● **Extrait du document**:
—————

Vendredi, 1er décembre.

Sturmer est tellement mortifié de sa disgrâce qu’il a quitté le ministère des Affaires étrangères sans prendre congé des ambassadeurs alliés, sans même leur déposer une carte. Incorrection significative, chez un homme aussi traditionnel et cérémonieux.

Cet après-midi, passant en auto le long de la Moïka, devant les écuries de la Cour, je l’aperçois, à pied, marchant avec peine contre le vent et la neige, le dos courbé, le regard fixé à terre, le visage sinistre et ravagé. Il ne me voit pas, il ne voit rien. En descendant du trottoir pour traverser le quai, il manque de tomber !



Samedi, 2 décembre.

J’assiste, cet après-midi, à la séance de la Douma.

Dès que les ministres apparaissent à l’entrée de la salle et qu’on reconnaît dans leurs rangs Protopopow, le tumulte éclate.

Trépow monte à la tribune pour lire la déclaration du Gouvernement. Les cris redoublent : « A bas les ministres ! A bas Protopopow ! »

Très calme, le regard direct et hautain, Trépow commence sa lecture. A trois reprises, les clameurs de l’extrême-gauche l’obligent à quitter la tribune. On le laisse enfin parler.

La déclaration est bien telle qu’il me l’avait exposée avant-hier.

Le paragraphe dans lequel le Gouvernement affirme sa résolution de poursuivre la guerre est applaudi avec chaleur.

—————

● **Tâche a**:
Relève toutes les lignes des entrées ci-dessous qui contiennent le mot « door » et recopie-les. Les majuscules et les minuscules comptent.

(Entrées d'un jeu de données d'annotation)
—————

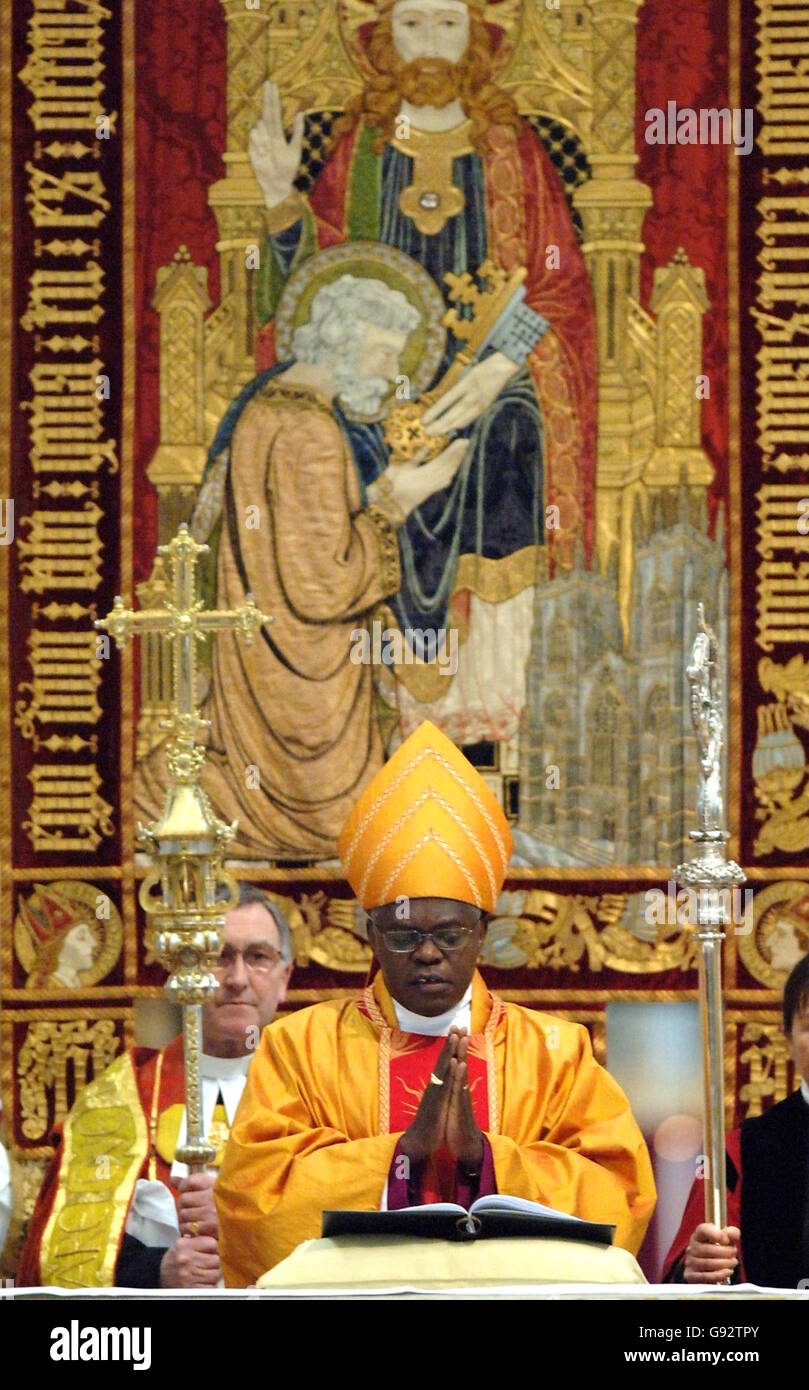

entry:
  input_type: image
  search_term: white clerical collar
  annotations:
[393,984,471,1038]
[200,1052,250,1081]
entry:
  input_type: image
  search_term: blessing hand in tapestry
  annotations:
[247,82,304,207]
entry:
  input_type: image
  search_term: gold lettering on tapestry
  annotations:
[17,1019,118,1141]
[15,0,118,850]
[751,0,809,853]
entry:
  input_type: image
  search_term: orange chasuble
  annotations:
[215,974,655,1287]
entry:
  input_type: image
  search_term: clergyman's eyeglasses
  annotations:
[379,927,477,955]
[214,947,282,974]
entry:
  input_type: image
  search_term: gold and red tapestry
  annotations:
[0,0,809,1273]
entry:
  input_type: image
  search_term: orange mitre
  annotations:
[338,721,513,912]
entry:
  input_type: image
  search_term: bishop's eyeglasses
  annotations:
[379,926,477,955]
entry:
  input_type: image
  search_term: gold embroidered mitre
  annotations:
[338,721,513,912]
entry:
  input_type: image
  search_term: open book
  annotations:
[321,1194,614,1245]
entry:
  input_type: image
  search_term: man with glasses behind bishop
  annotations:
[17,883,292,1289]
[215,723,655,1286]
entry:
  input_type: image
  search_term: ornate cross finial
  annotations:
[96,525,272,1168]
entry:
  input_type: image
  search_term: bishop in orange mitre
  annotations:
[215,723,655,1286]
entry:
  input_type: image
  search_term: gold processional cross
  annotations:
[96,525,272,1168]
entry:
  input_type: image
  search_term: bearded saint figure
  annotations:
[249,0,596,761]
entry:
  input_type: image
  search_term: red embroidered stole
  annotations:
[357,974,503,1202]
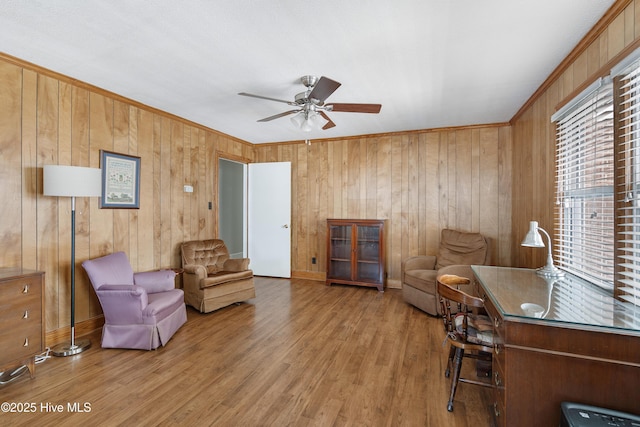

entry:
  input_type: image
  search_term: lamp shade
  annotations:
[43,165,102,197]
[521,221,544,248]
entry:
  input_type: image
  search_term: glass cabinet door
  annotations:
[355,225,381,282]
[329,225,351,280]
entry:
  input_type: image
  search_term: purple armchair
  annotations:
[82,252,187,350]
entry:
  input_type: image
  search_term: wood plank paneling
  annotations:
[0,63,23,266]
[511,0,640,267]
[255,125,511,287]
[0,57,254,338]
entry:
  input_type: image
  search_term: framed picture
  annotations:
[100,150,140,209]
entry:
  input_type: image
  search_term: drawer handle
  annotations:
[493,372,502,387]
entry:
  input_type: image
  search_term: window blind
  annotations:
[554,82,614,289]
[615,61,640,306]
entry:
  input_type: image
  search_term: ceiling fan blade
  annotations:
[258,110,300,122]
[238,92,295,105]
[327,104,382,114]
[320,111,336,130]
[309,76,342,103]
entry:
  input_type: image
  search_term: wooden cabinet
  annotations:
[472,266,640,427]
[327,219,385,292]
[0,268,44,378]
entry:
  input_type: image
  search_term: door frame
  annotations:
[213,151,252,257]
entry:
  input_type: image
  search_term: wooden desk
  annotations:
[472,266,640,427]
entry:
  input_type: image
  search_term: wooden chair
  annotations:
[437,275,493,412]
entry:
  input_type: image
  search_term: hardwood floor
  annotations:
[0,278,493,427]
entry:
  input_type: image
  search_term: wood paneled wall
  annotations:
[511,0,640,268]
[255,125,511,287]
[0,56,253,331]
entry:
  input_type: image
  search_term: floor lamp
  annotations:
[43,165,102,356]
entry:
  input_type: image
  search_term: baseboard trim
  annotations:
[291,271,327,282]
[44,314,104,347]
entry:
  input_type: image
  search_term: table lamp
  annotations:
[521,221,564,277]
[43,165,102,356]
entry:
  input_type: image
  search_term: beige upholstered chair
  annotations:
[401,229,491,316]
[182,239,256,313]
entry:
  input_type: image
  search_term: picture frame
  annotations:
[100,150,140,209]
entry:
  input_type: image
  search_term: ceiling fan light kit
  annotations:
[238,75,382,132]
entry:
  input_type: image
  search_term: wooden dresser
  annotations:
[472,266,640,427]
[326,219,385,292]
[0,268,45,378]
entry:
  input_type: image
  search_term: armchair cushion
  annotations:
[133,270,176,294]
[436,229,488,270]
[82,252,187,350]
[401,229,490,316]
[181,239,256,313]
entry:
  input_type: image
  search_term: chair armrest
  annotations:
[133,270,176,294]
[96,285,149,325]
[222,258,249,271]
[402,255,436,272]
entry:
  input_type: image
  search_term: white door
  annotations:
[248,162,291,278]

—————

● **Tâche b**:
Recopie le passage de l'extrait du document compris entre « Sturmer est tellement » et « manque de tomber ! », ces deux bouts inclus.

● **Résultat a**:
  search_term: glass cabinet door
  search_term: door frame
  search_term: white door

● **Résultat b**:
Sturmer est tellement mortifié de sa disgrâce qu’il a quitté le ministère des Affaires étrangères sans prendre congé des ambassadeurs alliés, sans même leur déposer une carte. Incorrection significative, chez un homme aussi traditionnel et cérémonieux.

Cet après-midi, passant en auto le long de la Moïka, devant les écuries de la Cour, je l’aperçois, à pied, marchant avec peine contre le vent et la neige, le dos courbé, le regard fixé à terre, le visage sinistre et ravagé. Il ne me voit pas, il ne voit rien. En descendant du trottoir pour traverser le quai, il manque de tomber !